## TASK REQUIREMENTS
Your reply should restate the lines from the top of the entries through the line containing "Expected: one pin per instance of the pale" word for word, with no pictures.

[Dataset excerpts]
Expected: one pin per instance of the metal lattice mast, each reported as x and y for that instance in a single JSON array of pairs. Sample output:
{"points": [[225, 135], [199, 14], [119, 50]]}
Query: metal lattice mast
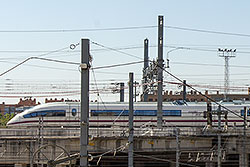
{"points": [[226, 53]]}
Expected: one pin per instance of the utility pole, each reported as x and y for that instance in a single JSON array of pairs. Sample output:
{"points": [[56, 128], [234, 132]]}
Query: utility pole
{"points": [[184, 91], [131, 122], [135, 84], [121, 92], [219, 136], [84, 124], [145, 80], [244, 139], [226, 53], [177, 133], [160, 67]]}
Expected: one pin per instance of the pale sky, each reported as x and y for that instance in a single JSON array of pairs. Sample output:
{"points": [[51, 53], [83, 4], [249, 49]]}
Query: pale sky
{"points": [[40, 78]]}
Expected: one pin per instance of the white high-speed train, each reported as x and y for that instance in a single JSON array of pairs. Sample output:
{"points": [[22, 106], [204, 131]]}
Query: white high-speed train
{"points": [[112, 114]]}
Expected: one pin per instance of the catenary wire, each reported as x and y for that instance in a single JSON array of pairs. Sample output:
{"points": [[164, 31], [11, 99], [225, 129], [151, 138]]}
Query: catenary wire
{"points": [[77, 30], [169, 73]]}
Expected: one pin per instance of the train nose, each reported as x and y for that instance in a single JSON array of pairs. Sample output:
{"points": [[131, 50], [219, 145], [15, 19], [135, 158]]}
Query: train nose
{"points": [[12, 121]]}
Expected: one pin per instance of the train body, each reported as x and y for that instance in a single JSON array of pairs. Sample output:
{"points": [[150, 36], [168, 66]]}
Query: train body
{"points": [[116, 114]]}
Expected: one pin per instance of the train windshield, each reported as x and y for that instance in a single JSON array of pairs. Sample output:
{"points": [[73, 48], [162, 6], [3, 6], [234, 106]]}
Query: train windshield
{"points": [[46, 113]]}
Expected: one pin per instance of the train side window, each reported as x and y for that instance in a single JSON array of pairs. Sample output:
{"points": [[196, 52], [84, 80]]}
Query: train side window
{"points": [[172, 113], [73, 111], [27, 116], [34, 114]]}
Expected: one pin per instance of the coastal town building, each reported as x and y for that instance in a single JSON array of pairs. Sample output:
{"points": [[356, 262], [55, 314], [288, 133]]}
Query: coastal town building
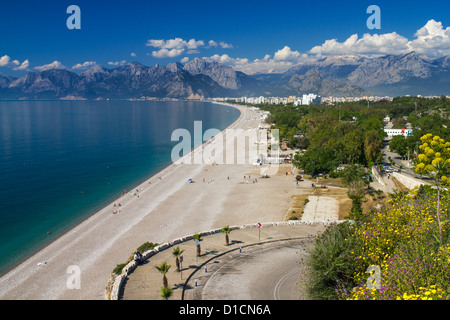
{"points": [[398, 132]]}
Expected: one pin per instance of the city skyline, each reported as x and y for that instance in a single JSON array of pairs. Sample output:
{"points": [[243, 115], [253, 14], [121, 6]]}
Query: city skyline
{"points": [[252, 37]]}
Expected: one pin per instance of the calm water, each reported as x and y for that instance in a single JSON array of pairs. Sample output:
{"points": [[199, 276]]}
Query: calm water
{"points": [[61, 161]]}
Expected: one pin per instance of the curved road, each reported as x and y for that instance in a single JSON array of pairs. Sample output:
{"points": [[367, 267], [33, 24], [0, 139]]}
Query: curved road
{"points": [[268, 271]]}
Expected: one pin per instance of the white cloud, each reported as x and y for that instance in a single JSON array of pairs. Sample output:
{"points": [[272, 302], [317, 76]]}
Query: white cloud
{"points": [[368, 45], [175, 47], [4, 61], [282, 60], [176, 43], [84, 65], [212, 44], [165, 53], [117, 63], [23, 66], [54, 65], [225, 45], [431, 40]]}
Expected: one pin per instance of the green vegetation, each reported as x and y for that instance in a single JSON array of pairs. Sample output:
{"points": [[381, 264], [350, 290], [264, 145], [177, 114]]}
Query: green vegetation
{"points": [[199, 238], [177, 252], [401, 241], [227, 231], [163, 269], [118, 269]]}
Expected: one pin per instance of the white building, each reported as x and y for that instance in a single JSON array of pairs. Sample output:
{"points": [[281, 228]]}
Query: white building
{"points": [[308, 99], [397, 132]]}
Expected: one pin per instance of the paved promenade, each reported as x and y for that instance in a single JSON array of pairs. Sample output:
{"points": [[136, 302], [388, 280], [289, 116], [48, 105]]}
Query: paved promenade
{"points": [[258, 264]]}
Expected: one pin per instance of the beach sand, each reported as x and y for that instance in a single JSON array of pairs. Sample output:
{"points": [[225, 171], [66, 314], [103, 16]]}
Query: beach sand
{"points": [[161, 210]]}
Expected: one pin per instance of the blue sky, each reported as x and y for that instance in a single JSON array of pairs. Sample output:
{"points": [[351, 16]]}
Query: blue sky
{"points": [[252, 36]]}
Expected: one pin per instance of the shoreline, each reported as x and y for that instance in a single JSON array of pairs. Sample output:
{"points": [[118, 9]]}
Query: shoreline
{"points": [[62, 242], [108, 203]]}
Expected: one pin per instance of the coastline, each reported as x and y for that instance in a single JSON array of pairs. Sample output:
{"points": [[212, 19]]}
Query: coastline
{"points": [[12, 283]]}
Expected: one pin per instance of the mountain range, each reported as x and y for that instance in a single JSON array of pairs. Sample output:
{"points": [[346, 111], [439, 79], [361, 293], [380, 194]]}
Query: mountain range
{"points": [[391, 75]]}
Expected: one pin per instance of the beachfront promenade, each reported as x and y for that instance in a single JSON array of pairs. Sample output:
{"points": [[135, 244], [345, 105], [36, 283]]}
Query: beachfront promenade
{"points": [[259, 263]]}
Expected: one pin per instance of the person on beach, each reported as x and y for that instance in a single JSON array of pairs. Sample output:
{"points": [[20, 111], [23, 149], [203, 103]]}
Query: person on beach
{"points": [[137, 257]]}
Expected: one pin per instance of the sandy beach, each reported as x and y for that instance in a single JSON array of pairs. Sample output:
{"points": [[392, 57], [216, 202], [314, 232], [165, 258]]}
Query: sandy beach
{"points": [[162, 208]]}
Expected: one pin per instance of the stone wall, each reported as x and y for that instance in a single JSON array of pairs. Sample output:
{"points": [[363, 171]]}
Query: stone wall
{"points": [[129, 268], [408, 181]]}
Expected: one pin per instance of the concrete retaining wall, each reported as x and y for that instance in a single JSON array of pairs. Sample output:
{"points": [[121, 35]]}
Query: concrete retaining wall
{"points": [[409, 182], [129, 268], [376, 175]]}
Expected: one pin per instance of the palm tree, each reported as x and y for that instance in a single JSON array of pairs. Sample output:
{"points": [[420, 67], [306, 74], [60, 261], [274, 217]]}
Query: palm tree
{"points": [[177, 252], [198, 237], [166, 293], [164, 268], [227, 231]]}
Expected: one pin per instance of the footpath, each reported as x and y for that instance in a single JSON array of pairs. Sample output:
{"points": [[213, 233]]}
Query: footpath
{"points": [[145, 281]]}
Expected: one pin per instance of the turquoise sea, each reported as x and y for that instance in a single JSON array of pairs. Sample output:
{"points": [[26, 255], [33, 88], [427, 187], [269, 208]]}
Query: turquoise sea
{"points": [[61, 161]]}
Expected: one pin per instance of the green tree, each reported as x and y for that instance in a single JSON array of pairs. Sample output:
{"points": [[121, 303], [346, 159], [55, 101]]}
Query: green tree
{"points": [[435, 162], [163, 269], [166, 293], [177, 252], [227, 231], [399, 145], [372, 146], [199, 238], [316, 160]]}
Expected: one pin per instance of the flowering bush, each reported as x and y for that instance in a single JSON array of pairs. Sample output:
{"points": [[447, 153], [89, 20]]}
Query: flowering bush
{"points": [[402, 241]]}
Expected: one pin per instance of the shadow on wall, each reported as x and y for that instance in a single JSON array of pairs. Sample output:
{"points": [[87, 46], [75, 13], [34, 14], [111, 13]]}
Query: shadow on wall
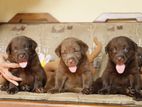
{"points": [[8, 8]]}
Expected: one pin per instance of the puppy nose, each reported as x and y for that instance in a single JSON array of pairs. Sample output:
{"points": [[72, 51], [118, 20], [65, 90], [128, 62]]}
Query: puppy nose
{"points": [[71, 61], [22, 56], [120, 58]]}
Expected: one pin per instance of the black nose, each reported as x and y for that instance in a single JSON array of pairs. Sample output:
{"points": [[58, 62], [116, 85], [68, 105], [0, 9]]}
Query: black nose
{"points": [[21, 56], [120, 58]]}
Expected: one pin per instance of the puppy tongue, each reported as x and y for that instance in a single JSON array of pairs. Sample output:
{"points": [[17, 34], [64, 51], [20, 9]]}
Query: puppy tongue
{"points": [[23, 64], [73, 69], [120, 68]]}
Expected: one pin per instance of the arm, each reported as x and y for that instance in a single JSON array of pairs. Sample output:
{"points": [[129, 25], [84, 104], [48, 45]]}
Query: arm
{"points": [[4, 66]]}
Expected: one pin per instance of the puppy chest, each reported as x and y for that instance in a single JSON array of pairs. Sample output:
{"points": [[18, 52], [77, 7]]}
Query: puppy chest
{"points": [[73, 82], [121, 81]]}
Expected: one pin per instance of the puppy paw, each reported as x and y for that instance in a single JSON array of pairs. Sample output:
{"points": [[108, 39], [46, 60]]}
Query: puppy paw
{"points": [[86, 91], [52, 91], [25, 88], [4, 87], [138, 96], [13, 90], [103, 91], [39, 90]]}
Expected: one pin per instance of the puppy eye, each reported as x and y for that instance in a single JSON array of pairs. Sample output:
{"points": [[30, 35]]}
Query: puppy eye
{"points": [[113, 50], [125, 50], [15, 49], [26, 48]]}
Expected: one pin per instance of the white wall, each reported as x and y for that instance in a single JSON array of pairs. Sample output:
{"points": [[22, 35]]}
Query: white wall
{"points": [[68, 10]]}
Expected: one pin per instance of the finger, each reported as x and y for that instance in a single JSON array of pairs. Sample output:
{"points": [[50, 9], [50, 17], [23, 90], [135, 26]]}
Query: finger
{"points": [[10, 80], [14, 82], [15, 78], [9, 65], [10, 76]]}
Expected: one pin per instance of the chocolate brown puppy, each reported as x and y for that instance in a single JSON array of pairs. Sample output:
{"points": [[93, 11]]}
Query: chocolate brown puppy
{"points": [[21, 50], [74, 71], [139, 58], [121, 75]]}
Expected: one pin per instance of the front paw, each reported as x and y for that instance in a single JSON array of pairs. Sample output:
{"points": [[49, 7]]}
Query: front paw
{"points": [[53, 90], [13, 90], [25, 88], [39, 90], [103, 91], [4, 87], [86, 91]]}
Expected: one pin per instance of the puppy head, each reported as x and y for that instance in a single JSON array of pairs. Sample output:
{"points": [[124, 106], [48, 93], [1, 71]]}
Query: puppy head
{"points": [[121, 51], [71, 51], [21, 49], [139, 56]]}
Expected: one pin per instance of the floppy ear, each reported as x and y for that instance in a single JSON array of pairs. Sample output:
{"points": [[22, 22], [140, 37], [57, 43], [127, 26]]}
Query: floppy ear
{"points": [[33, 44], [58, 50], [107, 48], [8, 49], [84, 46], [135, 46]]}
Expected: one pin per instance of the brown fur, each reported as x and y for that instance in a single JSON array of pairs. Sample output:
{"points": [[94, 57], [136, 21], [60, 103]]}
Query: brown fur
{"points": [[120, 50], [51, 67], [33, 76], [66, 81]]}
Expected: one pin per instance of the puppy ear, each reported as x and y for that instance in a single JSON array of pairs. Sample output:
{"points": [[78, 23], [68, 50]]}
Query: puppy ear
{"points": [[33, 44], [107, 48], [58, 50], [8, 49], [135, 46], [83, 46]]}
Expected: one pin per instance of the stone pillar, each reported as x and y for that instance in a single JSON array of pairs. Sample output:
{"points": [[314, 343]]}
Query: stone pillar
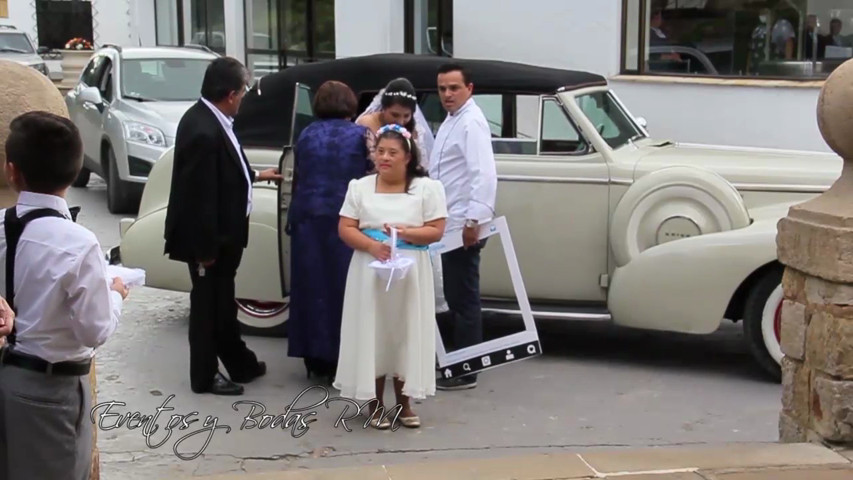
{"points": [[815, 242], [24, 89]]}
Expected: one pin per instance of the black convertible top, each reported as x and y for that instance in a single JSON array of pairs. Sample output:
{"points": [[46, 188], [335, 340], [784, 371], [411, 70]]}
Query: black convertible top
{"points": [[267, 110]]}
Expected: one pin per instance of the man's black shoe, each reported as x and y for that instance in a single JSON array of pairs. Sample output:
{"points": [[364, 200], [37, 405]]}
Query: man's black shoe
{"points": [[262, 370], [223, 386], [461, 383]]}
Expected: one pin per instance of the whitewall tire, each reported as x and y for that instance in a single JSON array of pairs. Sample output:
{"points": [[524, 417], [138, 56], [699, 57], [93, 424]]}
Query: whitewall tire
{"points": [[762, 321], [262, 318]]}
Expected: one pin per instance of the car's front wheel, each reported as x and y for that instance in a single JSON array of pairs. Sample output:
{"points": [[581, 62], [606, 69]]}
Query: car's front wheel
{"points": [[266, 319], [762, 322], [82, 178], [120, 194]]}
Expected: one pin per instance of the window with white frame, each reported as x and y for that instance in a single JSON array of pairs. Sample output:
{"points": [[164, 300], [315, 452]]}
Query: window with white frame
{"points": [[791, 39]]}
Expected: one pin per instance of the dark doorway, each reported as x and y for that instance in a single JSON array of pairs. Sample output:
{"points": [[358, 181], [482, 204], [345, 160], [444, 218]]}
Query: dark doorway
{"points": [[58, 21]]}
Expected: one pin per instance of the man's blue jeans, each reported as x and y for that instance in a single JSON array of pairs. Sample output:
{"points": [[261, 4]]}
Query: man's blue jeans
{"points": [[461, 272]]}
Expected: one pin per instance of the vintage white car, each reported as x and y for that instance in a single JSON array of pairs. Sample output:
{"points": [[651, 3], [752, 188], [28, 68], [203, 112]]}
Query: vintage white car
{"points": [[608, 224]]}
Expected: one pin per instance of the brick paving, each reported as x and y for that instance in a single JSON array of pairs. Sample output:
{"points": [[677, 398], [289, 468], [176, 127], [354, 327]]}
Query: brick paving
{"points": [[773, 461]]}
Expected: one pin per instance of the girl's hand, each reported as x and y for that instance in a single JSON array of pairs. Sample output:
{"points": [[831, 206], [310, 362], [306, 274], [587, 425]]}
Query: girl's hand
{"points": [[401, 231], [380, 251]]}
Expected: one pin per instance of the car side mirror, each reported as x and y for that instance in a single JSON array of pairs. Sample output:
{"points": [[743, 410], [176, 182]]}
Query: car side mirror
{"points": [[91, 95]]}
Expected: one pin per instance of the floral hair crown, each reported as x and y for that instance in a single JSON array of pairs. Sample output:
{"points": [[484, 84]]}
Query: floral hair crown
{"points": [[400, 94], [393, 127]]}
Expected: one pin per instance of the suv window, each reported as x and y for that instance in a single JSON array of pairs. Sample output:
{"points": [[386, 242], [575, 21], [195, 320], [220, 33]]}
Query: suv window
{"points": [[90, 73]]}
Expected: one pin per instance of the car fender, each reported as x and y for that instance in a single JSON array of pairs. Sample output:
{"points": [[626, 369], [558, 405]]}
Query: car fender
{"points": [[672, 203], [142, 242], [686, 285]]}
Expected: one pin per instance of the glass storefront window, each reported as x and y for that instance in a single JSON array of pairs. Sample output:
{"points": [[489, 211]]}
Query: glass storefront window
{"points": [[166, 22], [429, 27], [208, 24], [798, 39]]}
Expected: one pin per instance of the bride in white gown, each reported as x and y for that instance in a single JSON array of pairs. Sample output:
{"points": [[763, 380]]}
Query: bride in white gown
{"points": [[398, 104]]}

## REPLY
Expected: one pin per instance of the metal lattice mast, each reported as x and y for that instance in a single JSON array of pairs. Sample output:
{"points": [[225, 135], [199, 14], [119, 50]]}
Query: metal lattice mast
{"points": [[226, 53]]}
Expected: one pin per instance of the utility pole, each reported as x and y for that instance in a single JSON array of pairs. Sample output:
{"points": [[56, 128], [234, 132]]}
Query: utility pole
{"points": [[184, 91], [131, 122], [135, 84], [121, 92], [219, 136], [84, 124], [145, 80], [244, 139], [226, 53], [177, 133], [160, 67]]}
Expected: one pin per instance of the pale sky, each reported as x and y for that instance in a single JSON array of pairs. Sample output:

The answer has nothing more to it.